This would repeat the mistake that we had in Linux in the
past (and still do in some drivers): Simply dereferencing
a misaligned pointer is always a bug, even on architectures
that have efficient unaligned load/store instructions,
because C makes this undefined behavior and gcc has
optimizations that assume e.g. 'int *' to never have
the lower two bits set [1].

The helpers that Jürgen copied from Linux is what we
use to abstract accesses to objects that we know may
be misaligned. If the underlying ISA allows a direct
access (e.g. on arm64 and x86), this is as efficient
as a normal pointer access but prevents the dangerous
optimizations in gcc. On architectures without these
instructions, the access will be turned into safe
bytewise access.

This is similar to a __packed annotation on a
data structure, but also works in cases where such
an annotation wouldn't work for other reasons.

» **Source material**
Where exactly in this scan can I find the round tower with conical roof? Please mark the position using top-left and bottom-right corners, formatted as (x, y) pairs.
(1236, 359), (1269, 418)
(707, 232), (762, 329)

» **Task 1**
Reproduce the passage on misaligned pointer access, beginning at the words "The helpers that" and stopping after "bytewise access.".
» **Task 2**
According to the text on misaligned pointer access, what do the helpers turn an access into on architectures that lack efficient unaligned load/store instructions?
Work only from the text on misaligned pointer access, not the material.

» **Exercise answer 1**
The helpers that Jürgen copied from Linux is what we
use to abstract accesses to objects that we know may
be misaligned. If the underlying ISA allows a direct
access (e.g. on arm64 and x86), this is as efficient
as a normal pointer access but prevents the dangerous
optimizations in gcc. On architectures without these
instructions, the access will be turned into safe
bytewise access.

» **Exercise answer 2**
Safe bytewise access.